Reproduce the records below, changing every "outer boundary" to "exterior ring" and leaving everything else untouched.
====== Input material ======
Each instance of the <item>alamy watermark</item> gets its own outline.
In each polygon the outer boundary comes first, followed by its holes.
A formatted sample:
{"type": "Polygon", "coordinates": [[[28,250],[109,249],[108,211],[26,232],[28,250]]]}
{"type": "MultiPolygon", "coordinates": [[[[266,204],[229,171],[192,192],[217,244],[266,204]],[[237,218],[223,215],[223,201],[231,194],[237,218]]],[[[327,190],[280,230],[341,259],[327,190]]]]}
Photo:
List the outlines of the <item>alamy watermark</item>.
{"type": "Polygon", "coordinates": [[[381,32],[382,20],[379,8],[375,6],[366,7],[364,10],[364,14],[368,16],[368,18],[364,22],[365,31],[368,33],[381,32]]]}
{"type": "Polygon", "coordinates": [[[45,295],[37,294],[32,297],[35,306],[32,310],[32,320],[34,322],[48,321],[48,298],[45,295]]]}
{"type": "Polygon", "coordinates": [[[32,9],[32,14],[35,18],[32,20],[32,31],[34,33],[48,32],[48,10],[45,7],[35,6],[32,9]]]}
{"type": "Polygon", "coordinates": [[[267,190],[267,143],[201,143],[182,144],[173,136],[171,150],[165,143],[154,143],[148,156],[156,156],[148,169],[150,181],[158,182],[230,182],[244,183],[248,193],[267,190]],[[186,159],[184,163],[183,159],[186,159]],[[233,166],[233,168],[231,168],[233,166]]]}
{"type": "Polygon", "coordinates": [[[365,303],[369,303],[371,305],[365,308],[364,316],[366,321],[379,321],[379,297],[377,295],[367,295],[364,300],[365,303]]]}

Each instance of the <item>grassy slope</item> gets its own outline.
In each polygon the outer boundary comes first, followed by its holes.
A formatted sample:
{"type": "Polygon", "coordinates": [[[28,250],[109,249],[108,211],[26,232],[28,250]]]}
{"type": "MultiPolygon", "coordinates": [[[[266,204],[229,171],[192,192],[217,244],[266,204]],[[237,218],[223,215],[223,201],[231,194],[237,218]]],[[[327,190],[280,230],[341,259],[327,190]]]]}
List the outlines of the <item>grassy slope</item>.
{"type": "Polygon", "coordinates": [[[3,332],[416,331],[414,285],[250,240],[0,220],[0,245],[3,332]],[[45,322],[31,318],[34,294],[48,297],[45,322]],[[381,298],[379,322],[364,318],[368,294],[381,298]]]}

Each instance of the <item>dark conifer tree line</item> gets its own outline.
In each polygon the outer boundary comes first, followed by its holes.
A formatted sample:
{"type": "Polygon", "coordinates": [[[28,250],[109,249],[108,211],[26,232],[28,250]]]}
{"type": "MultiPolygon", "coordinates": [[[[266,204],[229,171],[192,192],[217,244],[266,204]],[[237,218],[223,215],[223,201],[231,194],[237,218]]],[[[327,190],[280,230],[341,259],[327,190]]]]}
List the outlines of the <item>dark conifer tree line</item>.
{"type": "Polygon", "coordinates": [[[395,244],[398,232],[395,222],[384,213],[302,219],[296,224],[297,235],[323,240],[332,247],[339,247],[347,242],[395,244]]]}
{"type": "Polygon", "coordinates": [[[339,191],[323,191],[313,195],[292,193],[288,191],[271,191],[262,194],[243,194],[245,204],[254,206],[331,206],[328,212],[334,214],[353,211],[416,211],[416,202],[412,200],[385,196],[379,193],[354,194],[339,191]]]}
======
*Full solution*
Each instance of the <item>alamy watermark</item> gets its own outline.
In each polygon the exterior ring comes first, followed by its holes.
A formatted sample:
{"type": "Polygon", "coordinates": [[[28,250],[109,249],[108,211],[26,232],[28,250]]]}
{"type": "MultiPolygon", "coordinates": [[[[266,204],[229,171],[192,192],[217,244],[266,204]],[[237,218],[223,215],[223,201],[231,194],[237,218]]],[[[327,190],[280,230],[341,259],[327,190]]]]}
Photo:
List the outlines of the <item>alamy watermark</item>.
{"type": "Polygon", "coordinates": [[[381,32],[382,20],[379,8],[375,6],[366,7],[364,10],[364,14],[368,16],[368,18],[364,22],[365,31],[368,33],[381,32]]]}
{"type": "Polygon", "coordinates": [[[45,295],[37,294],[32,297],[35,306],[32,310],[32,320],[34,322],[48,321],[48,298],[45,295]]]}
{"type": "Polygon", "coordinates": [[[32,9],[32,14],[35,18],[32,20],[32,31],[34,33],[48,32],[48,10],[45,7],[35,6],[32,9]]]}
{"type": "Polygon", "coordinates": [[[267,190],[267,143],[201,143],[182,144],[173,136],[171,150],[165,143],[154,143],[148,156],[156,156],[148,169],[150,181],[158,182],[230,182],[244,183],[248,193],[267,190]],[[186,159],[184,163],[183,159],[186,159]],[[233,166],[233,168],[231,168],[233,166]]]}
{"type": "Polygon", "coordinates": [[[365,303],[369,303],[371,305],[365,308],[364,316],[366,321],[379,321],[379,297],[377,295],[367,295],[364,300],[365,303]]]}

Each instance of the <item>grassy slope</item> gets its own outline.
In each polygon the exterior ring comes first, followed by its holes.
A formatted sample:
{"type": "Polygon", "coordinates": [[[28,250],[109,249],[108,211],[26,232],[28,250]]]}
{"type": "MultiPolygon", "coordinates": [[[[266,204],[229,171],[192,192],[217,244],[266,204]],[[237,218],[223,215],[223,201],[231,194],[237,218]]],[[[327,190],[280,230],[341,259],[327,190]]]]}
List the outlines of the <item>grassy slope</item>.
{"type": "Polygon", "coordinates": [[[3,332],[416,331],[414,285],[250,240],[0,220],[0,245],[3,332]],[[45,322],[31,318],[34,294],[48,297],[45,322]],[[381,298],[379,322],[364,318],[368,294],[381,298]]]}

Each instance of the <item>dark conifer tree line</item> gets its own outline.
In each polygon the exterior ring comes first, followed by its holes.
A formatted sample:
{"type": "Polygon", "coordinates": [[[28,250],[109,249],[108,211],[26,232],[28,250]]]}
{"type": "MultiPolygon", "coordinates": [[[[266,204],[229,171],[192,192],[217,244],[266,204]],[[237,218],[223,215],[223,201],[231,194],[237,218]]],[[[327,190],[280,230],[341,259],[327,190]]]]}
List the outlines of the <item>dark conifer tree line</item>.
{"type": "Polygon", "coordinates": [[[395,244],[398,232],[395,222],[384,213],[302,219],[296,224],[297,235],[323,240],[332,247],[339,247],[347,242],[395,244]]]}
{"type": "Polygon", "coordinates": [[[339,191],[323,191],[313,195],[292,193],[288,191],[271,191],[262,194],[243,194],[245,204],[254,206],[331,206],[328,212],[334,214],[353,211],[416,211],[416,202],[412,200],[385,196],[379,193],[354,194],[339,191]]]}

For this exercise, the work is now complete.